• [DATASET RECORDS]:
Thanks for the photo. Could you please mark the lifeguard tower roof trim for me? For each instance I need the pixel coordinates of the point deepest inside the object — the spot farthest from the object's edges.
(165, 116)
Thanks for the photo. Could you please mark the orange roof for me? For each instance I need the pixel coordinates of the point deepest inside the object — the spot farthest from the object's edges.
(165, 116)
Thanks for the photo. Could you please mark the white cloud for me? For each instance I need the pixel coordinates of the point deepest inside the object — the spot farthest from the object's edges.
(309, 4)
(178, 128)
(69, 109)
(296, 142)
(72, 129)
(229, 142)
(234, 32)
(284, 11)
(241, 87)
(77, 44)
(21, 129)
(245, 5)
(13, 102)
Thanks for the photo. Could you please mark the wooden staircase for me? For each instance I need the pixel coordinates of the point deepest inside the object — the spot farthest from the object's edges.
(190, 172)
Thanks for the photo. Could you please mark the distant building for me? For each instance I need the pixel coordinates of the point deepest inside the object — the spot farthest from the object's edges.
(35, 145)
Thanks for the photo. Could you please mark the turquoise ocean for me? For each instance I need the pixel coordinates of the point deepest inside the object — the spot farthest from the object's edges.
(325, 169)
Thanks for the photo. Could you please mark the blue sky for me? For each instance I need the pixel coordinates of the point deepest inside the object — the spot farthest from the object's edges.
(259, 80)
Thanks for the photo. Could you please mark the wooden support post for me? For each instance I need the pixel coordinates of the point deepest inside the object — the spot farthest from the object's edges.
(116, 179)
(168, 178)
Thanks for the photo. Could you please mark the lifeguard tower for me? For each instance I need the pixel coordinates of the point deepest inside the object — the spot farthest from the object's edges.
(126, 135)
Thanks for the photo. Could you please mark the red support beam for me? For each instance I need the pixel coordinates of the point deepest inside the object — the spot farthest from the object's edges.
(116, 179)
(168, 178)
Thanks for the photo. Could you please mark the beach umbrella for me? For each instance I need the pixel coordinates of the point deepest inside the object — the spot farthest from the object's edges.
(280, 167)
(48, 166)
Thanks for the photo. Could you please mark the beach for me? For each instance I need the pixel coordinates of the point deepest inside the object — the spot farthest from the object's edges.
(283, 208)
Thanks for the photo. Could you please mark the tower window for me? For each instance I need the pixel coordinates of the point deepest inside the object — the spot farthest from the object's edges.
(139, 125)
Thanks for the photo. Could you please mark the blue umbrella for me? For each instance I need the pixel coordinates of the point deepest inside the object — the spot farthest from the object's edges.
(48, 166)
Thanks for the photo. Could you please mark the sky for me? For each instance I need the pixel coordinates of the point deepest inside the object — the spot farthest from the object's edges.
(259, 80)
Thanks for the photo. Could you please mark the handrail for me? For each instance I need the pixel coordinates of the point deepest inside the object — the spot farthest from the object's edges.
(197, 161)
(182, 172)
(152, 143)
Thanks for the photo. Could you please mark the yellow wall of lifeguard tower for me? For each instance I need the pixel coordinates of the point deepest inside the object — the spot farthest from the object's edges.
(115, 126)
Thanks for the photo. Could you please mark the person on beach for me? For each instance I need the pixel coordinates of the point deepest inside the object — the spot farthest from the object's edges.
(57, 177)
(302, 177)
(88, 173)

• [TRY IT]:
The expected response is the full data, reproduced exactly.

• [ANSWER TO THE PROBLEM]:
Thanks for the photo. Could you please mark the lifeguard tower roof trim for me? For each instance I need the pixel coordinates of the point deepest inside the object — the spot farthest from the object's edges.
(165, 116)
Thanks for the photo. Could you please mark the orange roof for me? For each instance I need the pixel coordinates of the point deepest inside the object — the spot farthest from the object's edges.
(165, 116)
Thanks for the photo. Could you please mark the white cloud for me? For each instance I need the pixel coordinates of the point deepest inside the object — the spot farthest from the object's edges.
(309, 4)
(178, 128)
(69, 109)
(296, 142)
(72, 129)
(229, 142)
(234, 32)
(284, 11)
(241, 87)
(77, 44)
(21, 129)
(245, 5)
(13, 102)
Thanks for the photo. Could you please mark the wooden staircase for me? For each instance I need the pixel coordinates of the point deepest inside the object — the spot farthest from the object's edges.
(190, 172)
Thanks for the photo. Could you please mark the distant building for me? For each instance I need the pixel coordinates of the point deepest inside the object — the spot farthest from the object's edges.
(35, 145)
Thanks for the photo. Could you please mark the turquoise ocean for me? For each instance I need the pixel coordinates of the point deepest inside the object — the spot farthest from the object's edges.
(325, 169)
Thanks for the photo. Could you please mark the blue sky for me? For each instance I need the pixel coordinates of the point deepest inside the object — the spot farthest from the object's edges.
(259, 80)
Thanks for the photo. Could you please mark the wooden support post for me? For each instance I need the pixel coordinates of the point deepest inside the object — the spot farthest from the object's edges.
(116, 179)
(168, 178)
Thanks for the photo. Could you please mark the lifeguard tower for me? For each instance I need the pixel coordinates of the point deepest inside the object — the spot farthest from the object's edges.
(126, 135)
Thanks for the photo. Could you please mark the red support beam for me? For each instance I need the pixel coordinates of the point deepest inside the object — the spot farthest from the object's edges.
(116, 179)
(168, 178)
Thanks for the photo. Could you please mark the beach umbrella for me? For each instance I need the pixel coordinates of the point deepest inside the object — the spot farthest from the object's edges.
(280, 167)
(48, 166)
Thanks for the photo. Could you please mark the beach for me? For each instance I need the pixel coordinates of the point deepest inside the object — the spot farthest from the object's edges.
(283, 208)
Thanks for the photo. Could you please mark the tower window for me? For each instance I need the pixel coordinates of the point deepest inside the object — the spot farthest from the object's edges.
(139, 125)
Thanks for the photo. Could you please mark the blue umbrella for me? For each instance I need the pixel coordinates of the point deepest inside the object — the spot farthest from the object's edges.
(48, 166)
Thanks for the photo. Could you please mark the sky for me? For each instance I need the pixel coordinates of the point deepest inside the object — the spot farthest from the object's edges.
(259, 80)
Thanks for the photo. Could you please mark the handrail for me? For each instance I need the pixel coordinates of the point deepest inside the object — the spot farthest from the object's edges.
(197, 161)
(182, 172)
(152, 143)
Thanks for the photo. Could you please mark the yellow wall of lifeguard tower for me? For each instance I need the pixel coordinates of the point deepest inside the object — the spot farthest from the object's edges.
(115, 126)
Thanks for the photo. Could you please mark the person on beach for me? For each instance I need the pixel coordinates of the point deepest inside the object — the spot farthest from the object's edges.
(57, 177)
(302, 177)
(88, 173)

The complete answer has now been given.